**What is required:** Put the lines of the material below into a JSON list of strings, one string per line and blank lines left out, starting at the line containing "the cab window" and ending at the line containing "point(105, 266)", both included.

"""

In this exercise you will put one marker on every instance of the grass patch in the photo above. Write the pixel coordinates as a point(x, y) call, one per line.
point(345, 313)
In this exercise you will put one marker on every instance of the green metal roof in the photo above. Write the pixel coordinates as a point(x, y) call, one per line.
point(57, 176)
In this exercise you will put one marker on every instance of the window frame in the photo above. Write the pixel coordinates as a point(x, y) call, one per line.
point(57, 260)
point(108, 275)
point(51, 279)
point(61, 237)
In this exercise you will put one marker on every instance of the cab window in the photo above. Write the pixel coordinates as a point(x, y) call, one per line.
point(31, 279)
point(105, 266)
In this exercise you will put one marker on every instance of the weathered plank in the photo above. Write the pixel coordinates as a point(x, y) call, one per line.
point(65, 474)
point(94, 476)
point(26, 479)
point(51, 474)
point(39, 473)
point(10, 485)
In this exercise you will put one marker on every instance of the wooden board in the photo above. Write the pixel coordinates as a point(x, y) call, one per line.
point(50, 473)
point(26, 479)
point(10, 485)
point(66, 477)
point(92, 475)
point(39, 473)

"""

**Exercise solution:**
[
  "In this exercise you will put one marker on every instance of the cab window in the photo above. Write the pixel coordinates as a point(x, y) call, one per line.",
  "point(31, 279)",
  "point(105, 266)"
]